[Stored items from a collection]

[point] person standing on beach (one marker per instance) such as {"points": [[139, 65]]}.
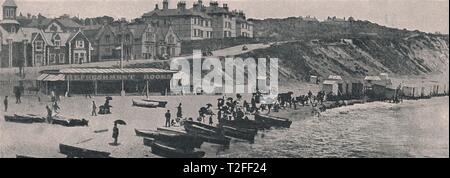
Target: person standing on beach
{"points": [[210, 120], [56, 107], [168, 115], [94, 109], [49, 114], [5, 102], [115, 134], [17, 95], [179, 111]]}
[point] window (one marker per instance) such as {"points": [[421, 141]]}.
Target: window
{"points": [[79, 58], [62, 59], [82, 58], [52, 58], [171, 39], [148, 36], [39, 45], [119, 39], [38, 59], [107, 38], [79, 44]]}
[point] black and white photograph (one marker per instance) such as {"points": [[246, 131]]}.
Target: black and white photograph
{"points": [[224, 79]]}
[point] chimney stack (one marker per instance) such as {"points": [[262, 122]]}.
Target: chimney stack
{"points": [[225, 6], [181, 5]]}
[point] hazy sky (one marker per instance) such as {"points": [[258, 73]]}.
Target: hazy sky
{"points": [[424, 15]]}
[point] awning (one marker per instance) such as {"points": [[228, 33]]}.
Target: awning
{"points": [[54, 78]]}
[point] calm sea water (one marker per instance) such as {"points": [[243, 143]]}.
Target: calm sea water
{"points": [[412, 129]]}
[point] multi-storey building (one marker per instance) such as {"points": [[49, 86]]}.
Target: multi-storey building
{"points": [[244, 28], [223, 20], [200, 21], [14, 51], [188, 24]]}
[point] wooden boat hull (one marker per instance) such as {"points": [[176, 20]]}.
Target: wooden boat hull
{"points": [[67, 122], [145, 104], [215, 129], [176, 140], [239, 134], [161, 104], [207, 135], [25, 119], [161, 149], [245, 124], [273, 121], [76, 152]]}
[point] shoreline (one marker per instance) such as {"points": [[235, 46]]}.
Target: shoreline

» **EXERCISE DESCRIPTION**:
Output all the records above again exactly, with the pictures dropped.

» **EXERCISE SOLUTION**:
[point] person standing on beach (one marker per instance) such as {"points": [[139, 65]]}.
Target: person standing on beach
{"points": [[210, 120], [56, 107], [168, 115], [94, 109], [49, 114], [5, 102], [115, 134], [17, 95], [179, 111]]}
[point] window (one marker per instance) such as {"points": [[421, 141]]}.
Target: window
{"points": [[79, 58], [62, 59], [82, 58], [52, 58], [171, 39], [148, 36], [39, 45], [119, 39], [38, 59], [107, 38], [79, 44]]}
[point] black and white photograph (one marker per instance) such as {"points": [[246, 131]]}.
Target: black and white photograph
{"points": [[224, 79]]}
[point] chimney stack (one marker per instance) such as {"points": [[262, 122]]}.
Target: chimney stack
{"points": [[225, 6], [181, 5]]}
[point] hazy sky (one marker per instance) such as {"points": [[258, 73]]}.
Target: hazy sky
{"points": [[424, 15]]}
[point] awning (one marker per instance) such as {"points": [[228, 33]]}.
Target: awning
{"points": [[54, 78]]}
[point] calm sea water (one marker per instance) such as {"points": [[243, 143]]}.
Target: calm sea water
{"points": [[412, 129]]}
[point] multi-storey building (one marker per instance) such as {"points": [[49, 86]]}.
Target: multi-storey building
{"points": [[244, 28], [223, 20], [200, 21], [14, 51], [188, 24]]}
[point] wooden boat hull (one marker per instance) such as {"points": [[176, 20]]}.
Target: wooden boat hull
{"points": [[67, 122], [145, 104], [215, 129], [176, 140], [239, 134], [161, 104], [207, 135], [25, 119], [161, 149], [245, 124], [273, 121], [76, 152]]}
[point] shoreline (one marker per instance) such as {"points": [[235, 46]]}.
Target: shoreline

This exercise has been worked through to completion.